(TASK OBJECTIVE) Switch "girl's" to "child's" in the listing lines from the line containing "Keypoint guideline: for each instance of the man's gray" through the end of the listing. Reproduce only those lines, changing nothing else.

^^^^^^^^

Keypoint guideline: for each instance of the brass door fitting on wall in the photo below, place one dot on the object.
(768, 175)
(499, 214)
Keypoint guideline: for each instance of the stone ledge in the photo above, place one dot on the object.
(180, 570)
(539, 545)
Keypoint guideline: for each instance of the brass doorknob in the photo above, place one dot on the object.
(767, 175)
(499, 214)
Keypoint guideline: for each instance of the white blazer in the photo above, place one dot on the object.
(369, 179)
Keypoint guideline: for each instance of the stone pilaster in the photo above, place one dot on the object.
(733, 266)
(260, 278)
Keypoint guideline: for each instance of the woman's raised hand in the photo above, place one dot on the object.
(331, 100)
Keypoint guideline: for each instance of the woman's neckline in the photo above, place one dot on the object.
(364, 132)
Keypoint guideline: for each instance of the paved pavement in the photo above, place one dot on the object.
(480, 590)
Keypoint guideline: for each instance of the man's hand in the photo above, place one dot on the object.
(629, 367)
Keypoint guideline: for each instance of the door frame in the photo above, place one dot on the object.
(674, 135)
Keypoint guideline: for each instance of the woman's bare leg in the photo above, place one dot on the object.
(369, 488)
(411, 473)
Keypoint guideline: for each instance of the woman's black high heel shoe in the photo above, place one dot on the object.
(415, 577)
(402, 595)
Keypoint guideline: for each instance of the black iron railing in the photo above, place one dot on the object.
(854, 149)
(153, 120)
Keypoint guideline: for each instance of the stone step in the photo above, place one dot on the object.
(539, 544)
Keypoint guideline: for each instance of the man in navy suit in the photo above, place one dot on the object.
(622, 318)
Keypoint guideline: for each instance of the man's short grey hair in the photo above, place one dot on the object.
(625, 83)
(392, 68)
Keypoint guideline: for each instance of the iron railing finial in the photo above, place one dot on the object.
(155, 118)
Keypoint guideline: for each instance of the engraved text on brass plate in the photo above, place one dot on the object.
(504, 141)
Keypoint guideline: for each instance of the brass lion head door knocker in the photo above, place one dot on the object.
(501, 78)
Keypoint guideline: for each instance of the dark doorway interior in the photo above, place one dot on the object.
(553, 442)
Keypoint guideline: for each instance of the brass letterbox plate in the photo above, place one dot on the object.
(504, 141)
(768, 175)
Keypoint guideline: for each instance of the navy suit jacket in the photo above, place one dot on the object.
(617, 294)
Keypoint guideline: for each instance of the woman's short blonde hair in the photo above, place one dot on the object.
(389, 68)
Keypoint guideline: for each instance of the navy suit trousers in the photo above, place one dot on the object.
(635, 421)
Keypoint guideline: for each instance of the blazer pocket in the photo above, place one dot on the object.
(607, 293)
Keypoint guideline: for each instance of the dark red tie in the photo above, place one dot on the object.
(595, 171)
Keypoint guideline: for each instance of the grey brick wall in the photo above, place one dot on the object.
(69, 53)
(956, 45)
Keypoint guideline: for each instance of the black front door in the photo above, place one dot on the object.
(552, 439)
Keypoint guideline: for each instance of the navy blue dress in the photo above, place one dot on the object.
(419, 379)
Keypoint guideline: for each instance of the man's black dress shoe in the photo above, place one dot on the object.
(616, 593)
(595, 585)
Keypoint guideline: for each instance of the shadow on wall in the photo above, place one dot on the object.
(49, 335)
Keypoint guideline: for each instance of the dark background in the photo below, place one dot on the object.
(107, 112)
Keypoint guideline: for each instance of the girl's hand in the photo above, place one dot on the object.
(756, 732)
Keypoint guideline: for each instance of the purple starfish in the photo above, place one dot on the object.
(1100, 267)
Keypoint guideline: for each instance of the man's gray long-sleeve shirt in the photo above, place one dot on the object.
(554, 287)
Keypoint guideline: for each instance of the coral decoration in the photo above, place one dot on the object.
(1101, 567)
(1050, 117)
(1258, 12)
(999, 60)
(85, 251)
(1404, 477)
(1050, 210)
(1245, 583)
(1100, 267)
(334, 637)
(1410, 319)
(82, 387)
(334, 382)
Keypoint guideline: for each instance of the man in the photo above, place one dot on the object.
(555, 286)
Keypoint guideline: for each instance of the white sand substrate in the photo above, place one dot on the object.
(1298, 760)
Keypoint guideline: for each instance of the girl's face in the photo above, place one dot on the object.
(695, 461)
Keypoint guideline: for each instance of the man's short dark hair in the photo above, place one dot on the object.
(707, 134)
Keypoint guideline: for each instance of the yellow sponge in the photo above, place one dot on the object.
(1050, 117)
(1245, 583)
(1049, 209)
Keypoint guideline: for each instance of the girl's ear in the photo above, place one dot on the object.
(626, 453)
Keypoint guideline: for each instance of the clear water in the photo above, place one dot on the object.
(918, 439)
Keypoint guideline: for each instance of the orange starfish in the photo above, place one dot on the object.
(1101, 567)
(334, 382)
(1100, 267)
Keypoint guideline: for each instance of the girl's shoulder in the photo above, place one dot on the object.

^^^^^^^^

(TASK OUTPUT)
Keypoint guideline: for each instance of the man's gray long-sleeve shirt in the photo above, place one dot on the object.
(554, 287)
Keypoint guideline: for each instance of the coral decoration in the photo above, place one dot on the object.
(1101, 567)
(1050, 117)
(1258, 12)
(999, 60)
(85, 251)
(1404, 477)
(1050, 210)
(1245, 583)
(1100, 267)
(334, 637)
(1410, 319)
(82, 387)
(334, 382)
Keypoint guideline: for each instance of the man in the photo above, place one dot on the object.
(555, 286)
Keypoint guideline: for each instance of the white sand substrate in the photo above, place one dot on the object.
(1298, 760)
Keypoint guideline: for each instance of the child's face in the photo above, place one dot on the object.
(695, 461)
Keypoint guideline: for each instance of the man's short dark hair in the photo above, place one dot on the object.
(707, 134)
Keypoint guideline: for each instance of the yellow sponge in the photo above, place one dot on the object.
(1050, 117)
(1245, 583)
(1049, 209)
Keypoint guideline: for each instance of the child's ear in the photo above, place one dot on the object.
(626, 453)
Keypoint guideline: for each instance of the clear water in the photo above, place one dot on the object.
(918, 439)
Keypoint guideline: for each instance of the orange starfish in the photo above, place one dot on the object.
(1101, 567)
(334, 382)
(1100, 267)
Keypoint guideline: for each instance of the child's shoulder in the photo above, place one dot on the object.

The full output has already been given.